• _Things to do_:
[a] Return the portion of the roach account from "Coming back with" up to and including "the damned house.".
[b] Take the roach account further, picking up after its final sentence.

• _Provided passage_:
%%
Kathryn had the frame of mind to grab the Raid from under the sink and we sprayed the motherfuckers like a black man on Cops, and then we sprayed ‘em some more.
So there’s this waterfall of roaches dropping out of the cabinet, I mean plop plop plop MOTHER, and they’s trying to run, but I’m still too freaked out to do much (by this time I had mostly stopped screaming), and we’re looking at one another in horror, both of us barefoot and neither of us with any suitable weapon apart from that blessed can of raid (when did they make roach-killer so effective?) and we’re like the hell do we do now?
The vacuum cleaner was outside in the car, to get to it, the path led UNDER the cabinet and OVER the myriad roaches, and I’m like, oh HELL NO. So she’s like, I’ll give you a dollar. And I’m like Make it Two, so she’s like $1.50? And I’m like $2 biotch, or you can get it your damn self, and she’s like $1.75? And I just look at her, so fine she agrees to my demands and I run screaming to the car.
Coming back with vacuum in hand I start the chore of vacuuming up live creatures, some of which are easily upwards of two inches and I’m damn glad we changed the bag earlier in the week. But you know, I can still hear the bastards in the cabinet, rustling around in the mystery bags still inside, and inside the plastic on our mac and cheeses (I’m still getting the howling fantods thinking about them), just this sinister rustle rustle, which DOESN’T STOP, not even for a bleeding second. I’m thinking this is the deformed drooly-man’s crap of nightmares, I’m never getting to sleep again. But Hell in a Goat’s Handbasket we have to deal with this or seriously move out of the damned house.
So we start in with the judicious use of suction and screaming to remove all food items into garbage bags from that side of the cabinet. Then we get to the other side of the cabinet, and I’ve only lived here for 5 months or so, so having not gone excavating in the closets I’m not all that familiar with the contents, and I’m pulling this stuff out, and it’s a grocery list of What You Would Want On Your Side In a Battle Against Roaches. Seriously, there’s three foggers, two boxes of roach motels, some weird “Roach Tablets” and two boxes of rat poison, (just in case). But there they are, happy as pigs in piggy afterlife, which our little piggies have skillfully learned to avoid. But I digress.
%%
• _Saved entries_:
%%
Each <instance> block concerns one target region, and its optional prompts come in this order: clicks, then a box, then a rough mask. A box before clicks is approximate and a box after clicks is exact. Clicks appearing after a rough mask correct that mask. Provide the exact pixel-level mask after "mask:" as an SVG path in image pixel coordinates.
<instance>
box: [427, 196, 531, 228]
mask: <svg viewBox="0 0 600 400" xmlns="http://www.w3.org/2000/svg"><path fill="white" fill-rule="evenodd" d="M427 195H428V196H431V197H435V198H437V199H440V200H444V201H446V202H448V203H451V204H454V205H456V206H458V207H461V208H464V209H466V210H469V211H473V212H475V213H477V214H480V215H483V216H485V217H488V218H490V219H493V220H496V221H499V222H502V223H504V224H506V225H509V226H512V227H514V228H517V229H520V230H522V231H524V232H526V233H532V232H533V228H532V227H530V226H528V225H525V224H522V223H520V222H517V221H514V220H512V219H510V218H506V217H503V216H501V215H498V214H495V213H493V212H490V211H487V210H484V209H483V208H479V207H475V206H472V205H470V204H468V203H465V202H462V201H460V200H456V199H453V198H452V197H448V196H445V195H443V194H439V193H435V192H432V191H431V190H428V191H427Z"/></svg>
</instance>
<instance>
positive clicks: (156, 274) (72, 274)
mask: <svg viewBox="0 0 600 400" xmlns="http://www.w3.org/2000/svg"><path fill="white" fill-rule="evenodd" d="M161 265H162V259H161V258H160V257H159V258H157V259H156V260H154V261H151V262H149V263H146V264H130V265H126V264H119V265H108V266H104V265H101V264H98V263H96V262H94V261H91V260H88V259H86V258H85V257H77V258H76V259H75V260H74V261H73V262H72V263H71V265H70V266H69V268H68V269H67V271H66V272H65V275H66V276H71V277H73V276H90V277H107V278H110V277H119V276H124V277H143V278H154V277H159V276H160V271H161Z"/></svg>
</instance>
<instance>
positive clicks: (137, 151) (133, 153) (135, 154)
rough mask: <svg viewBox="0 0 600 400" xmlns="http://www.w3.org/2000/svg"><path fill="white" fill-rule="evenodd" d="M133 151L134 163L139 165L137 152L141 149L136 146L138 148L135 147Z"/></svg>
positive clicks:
%%
• _List of answers_:
[a]
Coming back with vacuum in hand I start the chore of vacuuming up live creatures, some of which are easily upwards of two inches and I’m damn glad we changed the bag earlier in the week. But you know, I can still hear the bastards in the cabinet, rustling around in the mystery bags still inside, and inside the plastic on our mac and cheeses (I’m still getting the howling fantods thinking about them), just this sinister rustle rustle, which DOESN’T STOP, not even for a bleeding second. I’m thinking this is the deformed drooly-man’s crap of nightmares, I’m never getting to sleep again. But Hell in a Goat’s Handbasket we have to deal with this or seriously move out of the damned house.

[b]
So we cleaned out that shelf, and then the ones above it, and then the three consecutive, and then bleached all the damned things, and started to caulk the betweensides, but ran out of caulk, so I guess that’s for tomorrow.
Afterwards we watched Xena Warrior Princess to calm the frayed nerves, and twitched a lot. I must’ve woken up about 6 times, to check my perimeter.
Thus the moral of my story is never EVER buy TVP (texturized vegetable protein), or as I like to call it, texturized roach food; or if you must, keep it in someone’s house you don’t like very much, if at all.
Oh yeah, the Last Roach… So we think we’re all finished, after 1.5 hours of this battle, sucking them up and spraying raid up the tube so they aren’t tempted to crawl back out; we finally take a breath and I crack open two beers and hand one to Kathryn, we’re about to take a smoke break, but of course, I’ve gotta piss like a racehorse (no rest for the plagued).
I walk carefully into the bathroom, I check all the walls, all the ceilings, behind the door, behind the tiolet and under the seat before I trust the room (one had made as far as the doorway earlier). I’m almost out of there, I turn on the water to wash my hands when, PLOP motherfuck PLOPS again into the sink, like through my hands, so of course goes the Screaming again, and Scream until Kathryn Bursts into the room like Bruce Campbell only with a Vacuum Cleaner instead of a chainsaw and I somehow intimate It’s in the damned sink, so that’s that.
It’s been quiet since then, but we’re prepared for next time.
Again, I can’t reiterate enough: AVOID TEXTURIZED VEGETABLE PROTEIN (they weren’t bothering anything else).